**EXERCÍCIO 1:**
Responda, por favor, com base na conversa sobre "fónix":
(a) Segundo anaczz, que interjeição se diria no Brasil no mesmo nível?
(b) Como se chama a operadora de internet móvel lançada em Portugal?
(c) Segundo Carfer, entre quem é comum o uso de "fónix"?
**EXERCÍCIO 2:** Dê seguimento à conversa sobre "fónix" a partir do ponto em que ela termina.

**SELEÇÃO:**
# O uso de "fónix!" para exprimir indignação



## 2007Ciça Espanha

Olá a todos!
Alguma vez usaram esta interjeição para expressar indignação? Se não a usaram nem ouviram usar e nem sequer leram por aí esta palavrinha feiinha, façam-me o enorme favor de dizer qual usam.
Desde já os meus agradecimentos a todos por toda ou qualquer ajuda que me possam conceder!


----------



## Vanda

Nunca vi, nunca li!  Estou curiosa!


----------



## anaczz

É muito usado em Portugal, no lugar de "foda-se".
É uma interjeição que exprime espanto, surpresa, admiração etc.

Fónix! Isto é muito caro!
Foda-se! Isto é muito caro!
No Brasil dir-se-ia, no mesmo nível:
Porra! isto é muito caro!

(Foi lançada recentemente em Portugal uma operadora de internet móvel chamada
*Phone-ix* não sei se de propósito ou por coincidência, mas deu o que falar...)


----------



## Vanda

Que legal, Ana! Vou acrescentar ao meu vocabulário para deixar as pessoas da rodinha intrigadas.


----------



## anaczz

Além do "fónix", tem também o "Dasse!"
Tudo filhotes do "foda-se".


----------



## Carfer

É comum entre os jovens, de ambos os sexos. Da minha geração ninguém a usa. Damos preferência a _'Porra!_' ou, se a situação justificar subir mais um grau na escala da ordinarice, a _'Foda-se!_', _'Caralho!_', _'Merda!_' e semelhantes (e, basicamente, com algumas excepções no Norte de Portugal, só os homens).


----------



## Brazilian Girl

Mais uma para o meu vocabulário também!


----------



## 2007Ciça Espanha

Impressionante! Realmente impressionante a riqueza de expressão!
Mas e as formas mais ligeirinhas de exprimir indignação sem que nos lembremos da interjeição _*foda-se!*_? Na minha opinião, fazemos um outro uso desta palavra quando queremos indicar os nossos sentimentos. Mas o fato (facto) é que muitos idosos ficam horrorizados/escandalizados quando a ouvem. E eu não consigo deixar de ficar preocupada porque muitas vezes é muito difícil não manifestar indignação.


----------



## Carfer

2007Ciça Espanha said:


> Mas e as formas mais ligeirinhas de exprimir indignação sem que nos lembremos da interjeição _*foda-se!*_?

**ITENS:**
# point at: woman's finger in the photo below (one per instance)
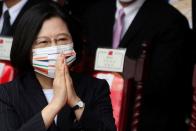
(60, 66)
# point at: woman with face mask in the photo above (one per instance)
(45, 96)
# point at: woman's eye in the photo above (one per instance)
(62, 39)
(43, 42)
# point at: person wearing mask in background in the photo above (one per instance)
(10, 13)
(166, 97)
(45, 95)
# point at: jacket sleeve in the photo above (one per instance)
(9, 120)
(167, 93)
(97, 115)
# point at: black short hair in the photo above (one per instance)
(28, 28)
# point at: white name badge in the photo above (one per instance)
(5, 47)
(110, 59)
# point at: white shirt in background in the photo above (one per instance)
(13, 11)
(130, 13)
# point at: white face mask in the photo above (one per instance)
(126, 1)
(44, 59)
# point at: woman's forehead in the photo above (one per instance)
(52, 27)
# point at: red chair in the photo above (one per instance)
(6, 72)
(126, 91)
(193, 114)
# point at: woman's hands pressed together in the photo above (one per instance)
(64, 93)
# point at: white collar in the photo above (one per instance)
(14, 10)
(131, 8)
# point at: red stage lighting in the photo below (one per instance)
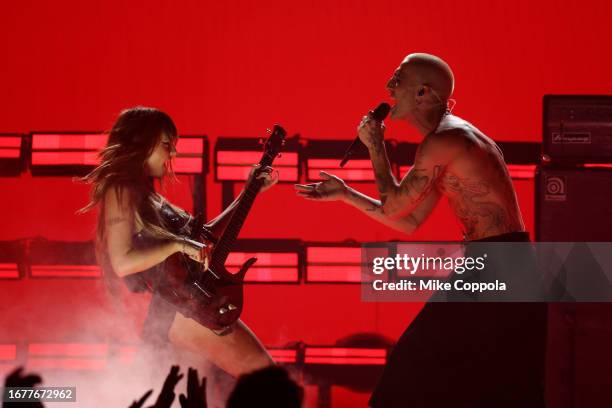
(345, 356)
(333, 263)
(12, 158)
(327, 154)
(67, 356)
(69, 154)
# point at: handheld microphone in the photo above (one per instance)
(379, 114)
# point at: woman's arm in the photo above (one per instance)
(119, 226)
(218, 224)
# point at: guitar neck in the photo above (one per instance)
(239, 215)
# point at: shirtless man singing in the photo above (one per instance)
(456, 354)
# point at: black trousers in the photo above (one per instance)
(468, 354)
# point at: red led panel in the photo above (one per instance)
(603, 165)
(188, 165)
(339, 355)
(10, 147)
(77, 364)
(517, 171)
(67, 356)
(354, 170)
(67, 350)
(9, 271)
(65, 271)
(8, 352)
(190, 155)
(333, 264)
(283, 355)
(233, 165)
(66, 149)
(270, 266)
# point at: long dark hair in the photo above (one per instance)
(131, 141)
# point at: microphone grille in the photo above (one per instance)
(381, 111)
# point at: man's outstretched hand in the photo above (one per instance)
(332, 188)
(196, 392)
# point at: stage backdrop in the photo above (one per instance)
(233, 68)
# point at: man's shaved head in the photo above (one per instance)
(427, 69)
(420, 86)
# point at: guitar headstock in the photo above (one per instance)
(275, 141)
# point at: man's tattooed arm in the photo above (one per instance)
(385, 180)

--

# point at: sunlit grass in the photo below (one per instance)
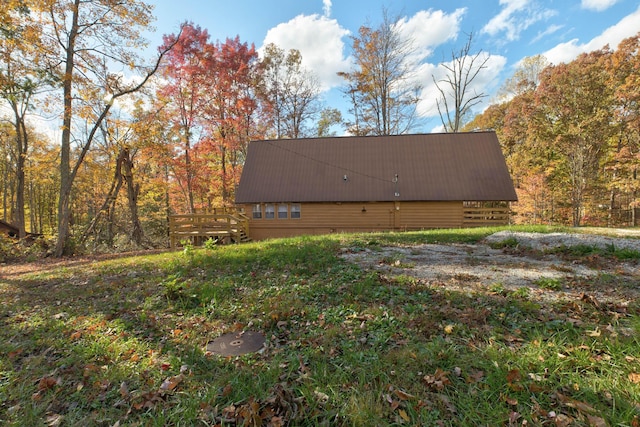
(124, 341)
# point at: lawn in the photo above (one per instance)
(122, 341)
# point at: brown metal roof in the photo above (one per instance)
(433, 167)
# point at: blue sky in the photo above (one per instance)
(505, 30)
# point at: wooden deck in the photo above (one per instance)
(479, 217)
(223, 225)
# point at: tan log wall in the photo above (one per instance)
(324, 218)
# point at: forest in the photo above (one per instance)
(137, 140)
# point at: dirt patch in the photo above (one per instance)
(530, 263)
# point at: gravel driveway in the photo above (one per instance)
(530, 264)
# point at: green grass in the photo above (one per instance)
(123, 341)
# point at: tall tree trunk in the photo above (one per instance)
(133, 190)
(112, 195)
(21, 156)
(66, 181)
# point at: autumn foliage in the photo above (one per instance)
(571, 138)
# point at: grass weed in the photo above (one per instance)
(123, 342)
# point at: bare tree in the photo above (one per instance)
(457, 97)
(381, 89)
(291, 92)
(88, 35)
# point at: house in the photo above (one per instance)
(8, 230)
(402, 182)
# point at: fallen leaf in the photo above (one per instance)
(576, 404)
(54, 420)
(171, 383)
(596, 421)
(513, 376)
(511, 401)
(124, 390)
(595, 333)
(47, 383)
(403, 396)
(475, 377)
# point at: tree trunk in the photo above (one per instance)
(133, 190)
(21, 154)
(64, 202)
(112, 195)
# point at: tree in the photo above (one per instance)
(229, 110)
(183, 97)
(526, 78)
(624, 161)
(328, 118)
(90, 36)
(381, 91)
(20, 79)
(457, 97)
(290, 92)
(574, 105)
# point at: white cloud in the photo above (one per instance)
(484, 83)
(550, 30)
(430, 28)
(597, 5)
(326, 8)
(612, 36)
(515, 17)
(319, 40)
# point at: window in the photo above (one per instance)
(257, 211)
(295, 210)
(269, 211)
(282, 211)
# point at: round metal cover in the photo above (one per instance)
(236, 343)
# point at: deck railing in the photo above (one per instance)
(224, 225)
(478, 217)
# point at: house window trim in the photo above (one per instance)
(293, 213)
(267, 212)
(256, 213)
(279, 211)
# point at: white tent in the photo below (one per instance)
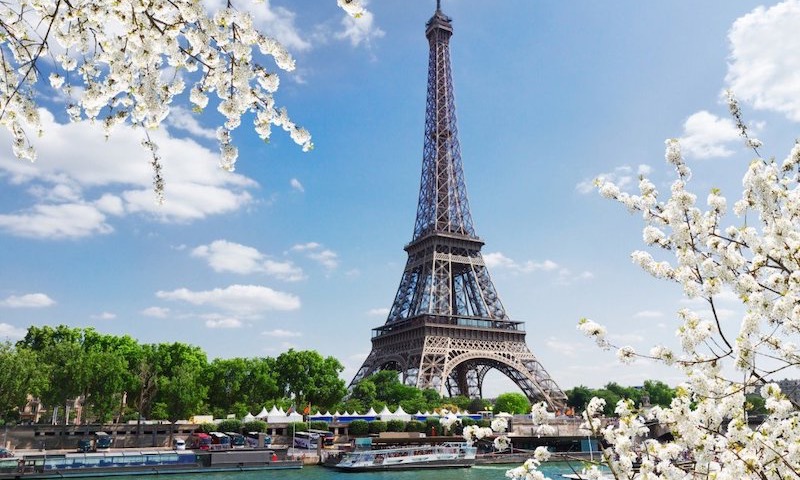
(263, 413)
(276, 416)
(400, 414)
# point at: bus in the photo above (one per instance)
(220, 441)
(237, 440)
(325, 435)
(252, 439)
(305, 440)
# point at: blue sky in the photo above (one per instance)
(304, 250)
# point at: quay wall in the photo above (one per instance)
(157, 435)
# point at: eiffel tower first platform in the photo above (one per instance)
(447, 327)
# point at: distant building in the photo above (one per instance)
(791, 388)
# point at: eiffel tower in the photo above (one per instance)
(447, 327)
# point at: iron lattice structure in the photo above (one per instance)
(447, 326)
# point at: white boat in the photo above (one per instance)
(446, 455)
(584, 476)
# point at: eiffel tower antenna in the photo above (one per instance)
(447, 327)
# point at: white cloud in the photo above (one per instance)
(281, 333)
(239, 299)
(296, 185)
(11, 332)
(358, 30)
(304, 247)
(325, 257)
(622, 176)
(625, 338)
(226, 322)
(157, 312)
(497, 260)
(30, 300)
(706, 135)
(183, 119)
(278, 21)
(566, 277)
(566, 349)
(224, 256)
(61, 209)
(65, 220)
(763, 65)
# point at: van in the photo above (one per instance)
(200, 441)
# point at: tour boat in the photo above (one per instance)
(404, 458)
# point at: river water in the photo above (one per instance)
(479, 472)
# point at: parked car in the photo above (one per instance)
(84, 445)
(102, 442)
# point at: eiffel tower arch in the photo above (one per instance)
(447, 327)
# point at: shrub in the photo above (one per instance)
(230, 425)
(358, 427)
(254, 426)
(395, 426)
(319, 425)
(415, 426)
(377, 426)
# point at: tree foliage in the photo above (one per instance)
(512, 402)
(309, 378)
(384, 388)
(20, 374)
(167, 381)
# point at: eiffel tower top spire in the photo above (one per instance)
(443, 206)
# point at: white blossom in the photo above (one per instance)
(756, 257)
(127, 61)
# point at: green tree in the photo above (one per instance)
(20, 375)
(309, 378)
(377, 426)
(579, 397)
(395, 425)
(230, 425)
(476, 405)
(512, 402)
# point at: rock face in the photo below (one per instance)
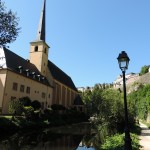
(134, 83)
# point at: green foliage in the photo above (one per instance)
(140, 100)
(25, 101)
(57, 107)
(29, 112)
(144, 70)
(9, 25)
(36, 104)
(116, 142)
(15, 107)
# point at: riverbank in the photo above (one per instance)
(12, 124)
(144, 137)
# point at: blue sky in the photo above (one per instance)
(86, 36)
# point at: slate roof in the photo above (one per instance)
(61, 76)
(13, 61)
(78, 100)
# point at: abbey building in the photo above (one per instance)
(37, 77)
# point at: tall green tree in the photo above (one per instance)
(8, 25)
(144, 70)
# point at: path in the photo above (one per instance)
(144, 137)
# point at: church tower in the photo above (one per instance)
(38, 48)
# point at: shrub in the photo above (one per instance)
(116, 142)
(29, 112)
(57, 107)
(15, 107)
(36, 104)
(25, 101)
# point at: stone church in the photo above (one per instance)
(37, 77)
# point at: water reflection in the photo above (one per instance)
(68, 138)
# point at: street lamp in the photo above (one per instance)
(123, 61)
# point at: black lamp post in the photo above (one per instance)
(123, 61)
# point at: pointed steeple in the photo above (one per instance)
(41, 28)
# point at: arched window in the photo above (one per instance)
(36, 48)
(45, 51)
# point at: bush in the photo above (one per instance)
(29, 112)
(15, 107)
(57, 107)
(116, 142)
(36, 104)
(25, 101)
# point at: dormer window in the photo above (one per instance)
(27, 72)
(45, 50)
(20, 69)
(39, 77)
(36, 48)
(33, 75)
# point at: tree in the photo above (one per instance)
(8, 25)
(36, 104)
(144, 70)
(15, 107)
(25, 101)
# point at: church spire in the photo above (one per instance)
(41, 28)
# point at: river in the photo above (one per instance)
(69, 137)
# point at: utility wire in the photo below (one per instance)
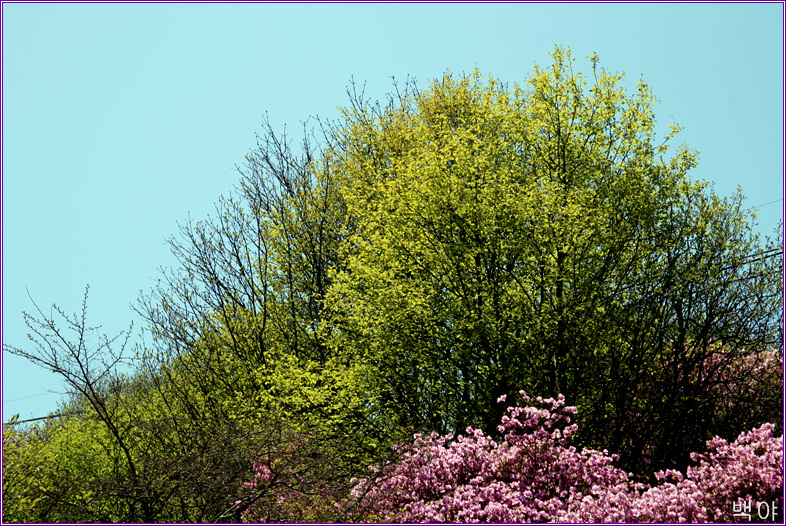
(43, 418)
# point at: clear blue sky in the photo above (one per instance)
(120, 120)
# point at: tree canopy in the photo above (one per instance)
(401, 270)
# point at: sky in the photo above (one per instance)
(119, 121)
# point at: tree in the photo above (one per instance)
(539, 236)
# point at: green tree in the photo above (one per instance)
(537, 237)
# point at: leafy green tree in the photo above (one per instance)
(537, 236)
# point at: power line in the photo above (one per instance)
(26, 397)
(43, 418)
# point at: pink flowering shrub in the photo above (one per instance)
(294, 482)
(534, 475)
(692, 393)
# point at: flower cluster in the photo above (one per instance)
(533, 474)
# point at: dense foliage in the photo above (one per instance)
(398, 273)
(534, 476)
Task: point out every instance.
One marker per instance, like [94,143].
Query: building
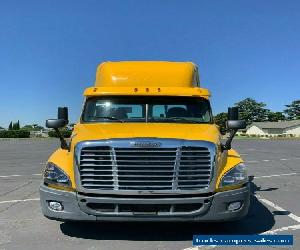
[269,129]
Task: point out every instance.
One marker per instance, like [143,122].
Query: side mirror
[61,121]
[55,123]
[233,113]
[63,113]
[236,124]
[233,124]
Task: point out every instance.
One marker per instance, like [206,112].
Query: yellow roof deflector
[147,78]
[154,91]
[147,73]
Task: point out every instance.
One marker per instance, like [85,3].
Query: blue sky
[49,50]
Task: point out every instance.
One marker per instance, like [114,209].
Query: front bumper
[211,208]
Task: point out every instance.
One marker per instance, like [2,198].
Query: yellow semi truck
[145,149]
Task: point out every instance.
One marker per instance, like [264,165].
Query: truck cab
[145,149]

---

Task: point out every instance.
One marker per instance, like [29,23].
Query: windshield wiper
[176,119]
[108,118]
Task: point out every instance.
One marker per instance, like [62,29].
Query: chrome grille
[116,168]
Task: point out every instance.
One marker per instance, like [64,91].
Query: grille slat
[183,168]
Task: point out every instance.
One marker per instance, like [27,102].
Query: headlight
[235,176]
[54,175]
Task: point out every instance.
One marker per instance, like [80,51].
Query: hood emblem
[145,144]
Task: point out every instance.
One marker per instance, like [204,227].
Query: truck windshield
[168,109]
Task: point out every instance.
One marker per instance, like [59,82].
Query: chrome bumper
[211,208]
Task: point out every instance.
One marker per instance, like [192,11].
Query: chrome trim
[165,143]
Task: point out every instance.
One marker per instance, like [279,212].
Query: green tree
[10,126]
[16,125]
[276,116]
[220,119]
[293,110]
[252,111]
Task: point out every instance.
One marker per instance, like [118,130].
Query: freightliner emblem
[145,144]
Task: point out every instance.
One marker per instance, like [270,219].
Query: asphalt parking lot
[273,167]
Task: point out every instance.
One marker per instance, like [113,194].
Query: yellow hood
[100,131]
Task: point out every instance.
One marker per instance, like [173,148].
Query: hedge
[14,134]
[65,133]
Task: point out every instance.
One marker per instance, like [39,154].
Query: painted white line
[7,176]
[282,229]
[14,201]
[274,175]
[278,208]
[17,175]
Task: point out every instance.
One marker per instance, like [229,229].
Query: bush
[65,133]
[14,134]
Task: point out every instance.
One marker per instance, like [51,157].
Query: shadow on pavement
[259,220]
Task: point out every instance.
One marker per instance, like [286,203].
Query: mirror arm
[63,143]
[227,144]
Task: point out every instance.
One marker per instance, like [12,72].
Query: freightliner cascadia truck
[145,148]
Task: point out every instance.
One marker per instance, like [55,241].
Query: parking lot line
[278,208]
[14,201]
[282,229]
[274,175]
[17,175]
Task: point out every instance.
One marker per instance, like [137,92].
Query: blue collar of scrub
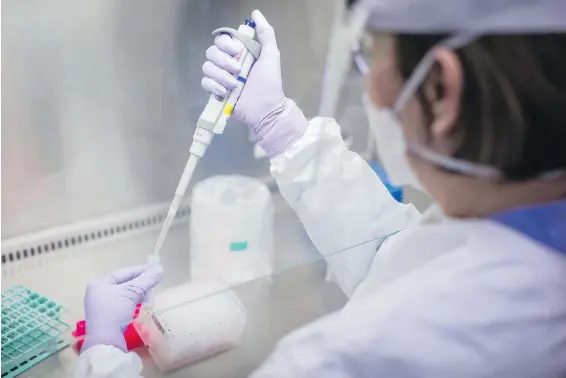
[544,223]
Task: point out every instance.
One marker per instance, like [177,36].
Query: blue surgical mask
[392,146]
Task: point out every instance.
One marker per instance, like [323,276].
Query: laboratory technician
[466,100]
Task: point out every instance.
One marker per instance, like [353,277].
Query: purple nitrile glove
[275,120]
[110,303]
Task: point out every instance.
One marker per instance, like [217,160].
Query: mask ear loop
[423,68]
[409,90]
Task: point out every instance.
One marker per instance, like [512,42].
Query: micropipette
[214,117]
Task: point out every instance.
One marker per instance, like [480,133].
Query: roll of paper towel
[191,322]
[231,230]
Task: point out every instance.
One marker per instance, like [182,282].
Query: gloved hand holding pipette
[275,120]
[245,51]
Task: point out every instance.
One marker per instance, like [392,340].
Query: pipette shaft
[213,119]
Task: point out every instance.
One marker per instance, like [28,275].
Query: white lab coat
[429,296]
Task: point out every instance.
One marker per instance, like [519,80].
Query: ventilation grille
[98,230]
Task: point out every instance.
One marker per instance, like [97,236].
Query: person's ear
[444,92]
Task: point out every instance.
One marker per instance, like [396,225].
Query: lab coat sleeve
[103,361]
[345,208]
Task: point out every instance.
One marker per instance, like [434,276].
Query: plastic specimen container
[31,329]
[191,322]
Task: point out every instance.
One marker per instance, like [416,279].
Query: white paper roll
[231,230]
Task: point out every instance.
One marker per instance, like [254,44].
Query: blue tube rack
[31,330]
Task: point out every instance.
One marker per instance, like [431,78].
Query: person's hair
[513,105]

**RESPOSTA 1:**
(a) "Porra!"
(b) Phone-ix.
(c) Entre os jovens, de ambos os sexos.

**RESPOSTA 2:**
_'Gaita', 'Porra', Chiça', 'Livra' _(e outras que de momento não me vêm à memória)_, _mas, com excepção da última e, com reservas, da penúltima, também são objeccionáveis, dependendo da susceptibilidade da pessoa com quem falamos. Os portugueses, como é sabido, não são tão atreitos nem tão tolerantes como os espanhóis no que toca a este tipo de vocabulário. _'Foda-se'_ é altamente objeccionável em português, mas o correspondente '_Joder'_ espanhol é, em muitos casos, mais benigno do que '_Porra_', para dar apenas um exemplo.


----------



## anaczz

Entre os objecionáveis, como disse o Carfer, não esqueçamos do mais expressivo deles: "puta que o pariu". O restante, acho que, no fim, são quase todos variações em torno dos mesmos temas... Em Portugal há também o "caraças" ou "com o caraças", no Brasil o "caramba", "cacete", "cacilda", "putz", "meleca", que são todos formas disfarçadas de dizer palavras objecionáveis; minha tia dizia "méééér...cadoria!".
Mais comportadinhos no Brasil, temos: "droga", "Deus me livre","Nossa Senhora", "Pelo amor de Deus" e mais.


----------



## almufadado

Carfer said:


> É comum entre os jovens, de ambos os sexos. Da minha geração ninguém a usa. Damos preferência a _'Porra!_' ou, se a situação justificar subir mais um grau na escala da ordinarice, a _'Foda-se!_', _'Caralho!_', _'Merda!_' e semelhantes (e, basicamente, com algumas excepções no Norte de Portugal, só os homens).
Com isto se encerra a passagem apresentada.